___ Excerpted text ___

D. The Requested Jury Instructions
I am in agreement with the majority’s opinion on this issue.
The appellant relies upon Kawamoto v. Yasutake, 49 Haw. 42, 51, 410 P.2d 976, 981 (1966), for the proposition that “the incidence of taxation is not a proper fact for a jury’s consideration since ‘it introduces a wholly collateral matter into the damage issue.’ ” The principle underlying that case is not applicable to the issue presented in the instant appeal, since it dealt with an attempt to have the jury told, in fixing damages for personal injury, that the award is not taxable. Here, the question is whether the jury should properly be instructed to take into account the fact that future earnings would be taxable.

___ Supplied records ___

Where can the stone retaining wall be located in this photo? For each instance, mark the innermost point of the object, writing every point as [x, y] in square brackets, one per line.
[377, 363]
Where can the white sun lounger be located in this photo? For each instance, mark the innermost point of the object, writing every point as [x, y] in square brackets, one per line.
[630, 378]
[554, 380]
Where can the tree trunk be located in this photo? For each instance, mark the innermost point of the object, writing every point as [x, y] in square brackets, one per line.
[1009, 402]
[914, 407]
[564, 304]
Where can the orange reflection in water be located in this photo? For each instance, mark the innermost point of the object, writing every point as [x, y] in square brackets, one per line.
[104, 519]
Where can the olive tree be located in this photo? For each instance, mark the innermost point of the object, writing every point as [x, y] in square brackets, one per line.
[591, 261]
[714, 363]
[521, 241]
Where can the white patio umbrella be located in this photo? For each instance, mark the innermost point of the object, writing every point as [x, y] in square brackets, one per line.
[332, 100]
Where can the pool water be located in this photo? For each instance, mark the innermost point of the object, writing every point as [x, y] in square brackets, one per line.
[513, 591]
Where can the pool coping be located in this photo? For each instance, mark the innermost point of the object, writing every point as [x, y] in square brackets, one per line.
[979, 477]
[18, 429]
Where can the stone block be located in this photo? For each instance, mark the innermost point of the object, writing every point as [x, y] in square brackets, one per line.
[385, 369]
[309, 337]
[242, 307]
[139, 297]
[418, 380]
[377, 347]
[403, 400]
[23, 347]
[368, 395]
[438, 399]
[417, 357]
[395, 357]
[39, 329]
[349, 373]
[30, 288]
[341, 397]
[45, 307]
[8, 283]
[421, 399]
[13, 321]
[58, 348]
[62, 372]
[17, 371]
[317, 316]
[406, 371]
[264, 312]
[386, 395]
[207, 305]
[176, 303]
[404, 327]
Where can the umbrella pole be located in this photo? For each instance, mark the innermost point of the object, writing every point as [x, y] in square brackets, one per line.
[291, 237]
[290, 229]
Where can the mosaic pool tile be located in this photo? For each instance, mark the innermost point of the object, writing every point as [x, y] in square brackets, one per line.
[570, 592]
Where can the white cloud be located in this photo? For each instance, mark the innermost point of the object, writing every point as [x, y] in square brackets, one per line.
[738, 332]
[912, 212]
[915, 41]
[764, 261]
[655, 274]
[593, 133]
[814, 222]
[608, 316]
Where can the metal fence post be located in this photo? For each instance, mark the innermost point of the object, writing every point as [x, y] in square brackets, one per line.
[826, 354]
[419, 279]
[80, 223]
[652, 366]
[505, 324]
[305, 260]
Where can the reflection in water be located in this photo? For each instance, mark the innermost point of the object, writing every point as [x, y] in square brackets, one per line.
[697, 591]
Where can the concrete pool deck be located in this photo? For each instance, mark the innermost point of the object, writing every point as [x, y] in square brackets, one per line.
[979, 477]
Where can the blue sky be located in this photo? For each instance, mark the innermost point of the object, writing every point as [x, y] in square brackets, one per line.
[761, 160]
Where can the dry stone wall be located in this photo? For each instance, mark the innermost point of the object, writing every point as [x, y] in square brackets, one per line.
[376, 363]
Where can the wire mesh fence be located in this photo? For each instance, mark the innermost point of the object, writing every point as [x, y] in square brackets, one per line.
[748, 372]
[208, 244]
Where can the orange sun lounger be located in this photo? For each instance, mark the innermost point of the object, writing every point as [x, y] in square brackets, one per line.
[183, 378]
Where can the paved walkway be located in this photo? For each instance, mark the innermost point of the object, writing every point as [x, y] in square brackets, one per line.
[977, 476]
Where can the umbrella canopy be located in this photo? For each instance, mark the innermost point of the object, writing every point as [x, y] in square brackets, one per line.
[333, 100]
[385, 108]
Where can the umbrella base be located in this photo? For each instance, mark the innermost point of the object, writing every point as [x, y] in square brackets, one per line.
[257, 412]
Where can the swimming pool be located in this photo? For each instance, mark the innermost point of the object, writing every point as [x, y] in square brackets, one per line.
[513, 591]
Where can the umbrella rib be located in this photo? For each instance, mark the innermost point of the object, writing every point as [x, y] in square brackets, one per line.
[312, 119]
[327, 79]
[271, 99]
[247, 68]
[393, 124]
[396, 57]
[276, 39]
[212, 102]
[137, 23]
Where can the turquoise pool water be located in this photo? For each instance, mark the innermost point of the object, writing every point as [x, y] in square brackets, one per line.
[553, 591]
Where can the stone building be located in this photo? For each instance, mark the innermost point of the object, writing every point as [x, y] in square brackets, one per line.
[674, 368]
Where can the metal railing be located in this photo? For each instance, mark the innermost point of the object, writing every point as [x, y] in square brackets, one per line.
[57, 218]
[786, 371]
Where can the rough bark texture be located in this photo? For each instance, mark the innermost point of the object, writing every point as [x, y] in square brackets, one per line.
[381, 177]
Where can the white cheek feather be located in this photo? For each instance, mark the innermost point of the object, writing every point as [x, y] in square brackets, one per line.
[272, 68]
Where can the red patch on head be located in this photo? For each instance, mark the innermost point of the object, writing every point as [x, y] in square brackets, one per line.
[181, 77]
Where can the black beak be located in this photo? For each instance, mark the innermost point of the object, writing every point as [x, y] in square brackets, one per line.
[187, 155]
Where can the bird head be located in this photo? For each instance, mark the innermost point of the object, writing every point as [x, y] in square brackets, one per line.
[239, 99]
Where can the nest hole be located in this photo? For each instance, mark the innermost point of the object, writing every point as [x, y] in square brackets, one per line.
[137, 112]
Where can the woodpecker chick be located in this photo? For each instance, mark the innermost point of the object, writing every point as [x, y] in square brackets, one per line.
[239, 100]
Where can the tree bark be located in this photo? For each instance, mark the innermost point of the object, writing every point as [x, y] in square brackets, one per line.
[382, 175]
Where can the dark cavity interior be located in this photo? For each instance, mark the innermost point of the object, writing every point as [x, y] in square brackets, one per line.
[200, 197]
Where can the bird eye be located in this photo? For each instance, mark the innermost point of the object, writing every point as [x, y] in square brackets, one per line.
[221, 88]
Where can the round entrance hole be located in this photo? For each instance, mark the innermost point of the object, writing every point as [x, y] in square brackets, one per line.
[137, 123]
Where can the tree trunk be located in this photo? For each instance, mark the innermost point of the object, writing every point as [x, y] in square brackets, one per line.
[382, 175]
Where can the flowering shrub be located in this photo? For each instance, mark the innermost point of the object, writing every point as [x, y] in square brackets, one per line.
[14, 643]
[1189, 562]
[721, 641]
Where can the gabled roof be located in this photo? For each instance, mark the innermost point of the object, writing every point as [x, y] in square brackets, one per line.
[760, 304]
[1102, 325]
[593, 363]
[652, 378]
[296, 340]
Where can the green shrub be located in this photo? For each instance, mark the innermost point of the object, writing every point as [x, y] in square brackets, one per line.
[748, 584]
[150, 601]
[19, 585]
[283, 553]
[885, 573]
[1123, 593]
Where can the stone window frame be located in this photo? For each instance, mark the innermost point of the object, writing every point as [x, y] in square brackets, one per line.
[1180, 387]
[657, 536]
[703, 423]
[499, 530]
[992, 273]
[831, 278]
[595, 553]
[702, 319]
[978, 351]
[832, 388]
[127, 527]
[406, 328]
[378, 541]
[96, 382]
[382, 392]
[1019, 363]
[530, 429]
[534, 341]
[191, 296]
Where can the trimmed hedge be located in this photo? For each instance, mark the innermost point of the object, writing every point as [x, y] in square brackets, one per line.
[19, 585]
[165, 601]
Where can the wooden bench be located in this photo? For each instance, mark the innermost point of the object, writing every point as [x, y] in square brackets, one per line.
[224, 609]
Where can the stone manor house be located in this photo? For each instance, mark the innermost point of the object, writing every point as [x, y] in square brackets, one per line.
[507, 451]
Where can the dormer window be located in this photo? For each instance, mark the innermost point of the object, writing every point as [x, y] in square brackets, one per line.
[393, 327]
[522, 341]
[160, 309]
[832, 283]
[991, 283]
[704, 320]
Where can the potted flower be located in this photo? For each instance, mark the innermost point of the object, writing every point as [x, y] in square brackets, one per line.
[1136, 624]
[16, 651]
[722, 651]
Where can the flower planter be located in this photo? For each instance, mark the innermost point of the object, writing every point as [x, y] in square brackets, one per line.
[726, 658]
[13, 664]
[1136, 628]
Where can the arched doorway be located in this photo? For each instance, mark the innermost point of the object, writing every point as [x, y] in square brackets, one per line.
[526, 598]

___

• _Task to carry out_:
Can you continue the court opinion on jury instructions and the taxation of future earnings, starting right after its last sentence?

• _The answer_:
I am aware of the warning in McWeeney that an added benefit might be bestowed upon the estates of decedents whose income levels were extraordinarily high. However, this possibility is counterbalanced by the salutary effect of the rule upon "the great mass of litigation at the lower or middle reach of the income scale, where future income is fairly predictable, added exemptions or deductions drastically affect the tax and, for the reasons indicated, the plaintiff is almost certain to be undercompensated in any event.” McWeeney v. New York, New Haven & Hartford Railroad Company, 282 F.2d 34, 39 (2d Cir. 1960), cert. denied, 364 U.S. 870 (1960). But cf. Hartz v. United States, 415 F.2d 259, 264 (5th Cir. 1969); Cox v. Northwest Airlines, Inc., 379 F.2d 893, 896 (7th Cir. 1967), cert. denied, 389 U.S. 1044 (1968).